### List of tasks
1. Reproduce the passage of the blog post about The Executioner's Song between "908 Comfort Zone" and "by firing squad.", inclusive.
2. According to the blog post about The Executioner's Song, what method of execution did Gary Gilmore insist on?
3. Write the next part of the blog post about The Executioner's Song, picking up after its final sentence.

### Selected excerpt
Tuesday, October 03, 2006

908 Comfort Zone

Thinking about books that kick you out of your comfort zone. The book that did it for me was Norman Mailer's The Executioner's Song (1979), about the life of Gary Gilmore.

Gilmore is the guy who wouldn't defend himself against a murder-during-robbery charge, insisted that he be executed immediately with no appeals, and, against the preferences of Utah, insisted that he be executed by firing squad.

The Wikipedia entry for him implies that he never attempted to reform after getting out of prison (a robbery conviction), but Mailer's book describes his attempts to "do it right". He wanted to have all the good things that right living brought others. However, things never seemed to work out for him.

I read the book in 1979 or 1980. I was 35 or 36 then, and I was not particularly naive, not sheltered. But the book was a revelation to me. I found it very disturbing. It shook me. Maybe I was more sheltered than I thought. I never knew that there were people who think like Gary Gilmore thought. To know that there were people out there who think like him, whose thinking is so foreign to me, frightened me more than any horror movie could have.

### Record excerpts
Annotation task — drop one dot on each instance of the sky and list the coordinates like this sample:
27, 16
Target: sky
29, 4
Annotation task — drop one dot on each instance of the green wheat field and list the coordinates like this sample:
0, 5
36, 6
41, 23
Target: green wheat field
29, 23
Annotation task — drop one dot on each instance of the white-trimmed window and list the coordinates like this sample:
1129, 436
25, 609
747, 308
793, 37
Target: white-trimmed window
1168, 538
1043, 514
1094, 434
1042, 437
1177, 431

==

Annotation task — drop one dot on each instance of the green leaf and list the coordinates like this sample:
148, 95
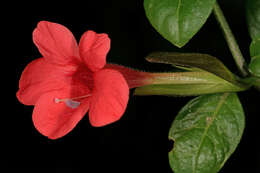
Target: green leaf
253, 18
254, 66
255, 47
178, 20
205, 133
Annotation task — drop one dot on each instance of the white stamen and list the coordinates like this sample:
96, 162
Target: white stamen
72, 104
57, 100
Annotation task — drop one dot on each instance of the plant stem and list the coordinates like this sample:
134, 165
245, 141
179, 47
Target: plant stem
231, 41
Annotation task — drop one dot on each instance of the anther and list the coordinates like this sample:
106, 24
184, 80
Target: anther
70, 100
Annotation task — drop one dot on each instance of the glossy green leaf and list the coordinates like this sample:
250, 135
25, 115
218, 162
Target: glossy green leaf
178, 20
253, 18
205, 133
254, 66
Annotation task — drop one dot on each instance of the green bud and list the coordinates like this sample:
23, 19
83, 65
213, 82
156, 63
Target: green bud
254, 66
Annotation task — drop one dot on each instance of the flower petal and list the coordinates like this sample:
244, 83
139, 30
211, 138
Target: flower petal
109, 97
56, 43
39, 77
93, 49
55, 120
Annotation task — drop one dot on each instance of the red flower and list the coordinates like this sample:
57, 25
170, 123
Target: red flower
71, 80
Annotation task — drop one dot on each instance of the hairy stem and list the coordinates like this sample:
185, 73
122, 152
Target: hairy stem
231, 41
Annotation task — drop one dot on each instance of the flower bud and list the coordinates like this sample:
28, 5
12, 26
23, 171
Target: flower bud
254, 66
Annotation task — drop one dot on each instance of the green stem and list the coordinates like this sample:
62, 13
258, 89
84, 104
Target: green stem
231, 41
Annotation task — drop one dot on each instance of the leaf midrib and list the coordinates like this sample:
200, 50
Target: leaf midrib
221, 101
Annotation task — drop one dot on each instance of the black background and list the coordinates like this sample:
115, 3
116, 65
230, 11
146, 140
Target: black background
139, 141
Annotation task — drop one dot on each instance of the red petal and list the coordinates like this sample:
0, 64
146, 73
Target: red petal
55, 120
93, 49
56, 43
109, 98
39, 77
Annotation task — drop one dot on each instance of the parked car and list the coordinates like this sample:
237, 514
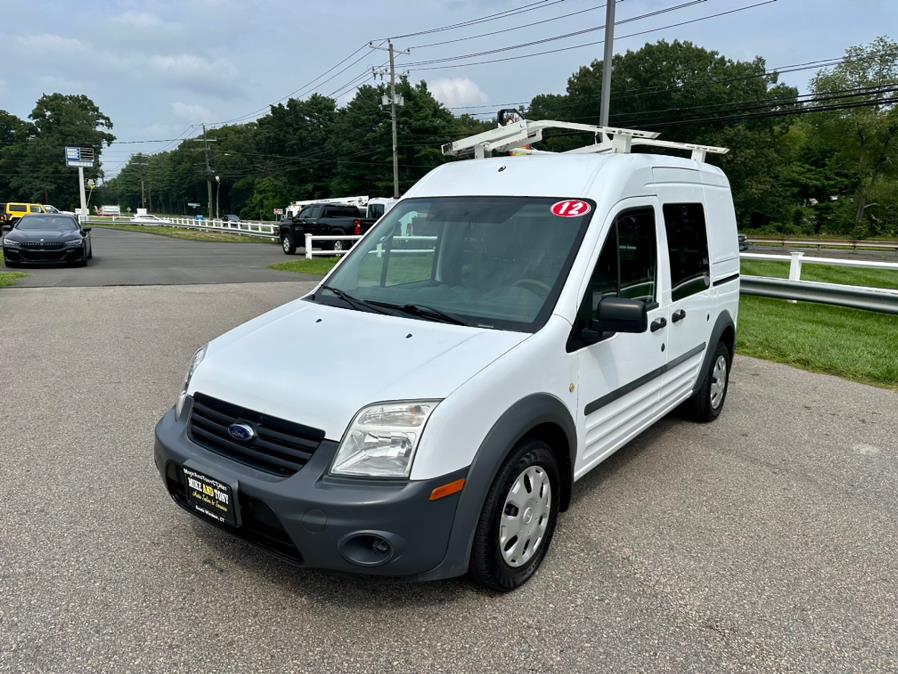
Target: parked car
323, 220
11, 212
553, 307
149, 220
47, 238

### Answers to each task
1.
908 Comfort Zone

Thinking about books that kick you out of your comfort zone. The book that did it for me was Norman Mailer's The Executioner's Song (1979), about the life of Gary Gilmore.

Gilmore is the guy who wouldn't defend himself against a murder-during-robbery charge, insisted that he be executed immediately with no appeals, and, against the preferences of Utah, insisted that he be executed by firing squad.

2. Execution by firing squad.

3.
I guess my father being an Air Force officer, and being raised in a military family, I was raised among intelligent middle-class people. My high school classmates weren't for the most part middle class, but they were old-style central European stock mountain folk, with old-fashioned values. In college, and later working for The Company, again it was all intelligent middle-class people. Yeah, some of them weren't nice, and some were downright crazy, but at least they all knew the rules, and "how things work". We all had pretty much the same understanding.

Maybe today, with exposure to courtroom shows, Jerry Springer and his ilk, we see more of "the other side", and maybe if I were 35 and reading the book now, maybe I wouldn't be so shocked.

Gary Gilmore never understood why he couldn't succeed in "regular" life. He looked around at other people, friends, relatives, and saw that they had homes, TVs, cars, jobs they liked, all the things he wanted but couldn't have. His conclusion was that other people had luck that he didn't have. That other people gave each other "breaks", but that no one would give him a break. It angered him that he was (in his mind) treated differently.

It was very long ago, so I can't think of any specifics to him, so I'll give some made up "fer'zamples". He gets a job, and one day he doesn't feel like going in. He doesn't have a phone, so he doesn't call in either. He gets fired. In his mind, the boss didn't give him a break. Others had been working there for years, and obviously they must feel like not going in sometimes, but they don't get fired. And his not calling in isn't his fault because, hey!, he doesn't have a phone! What do people want from him?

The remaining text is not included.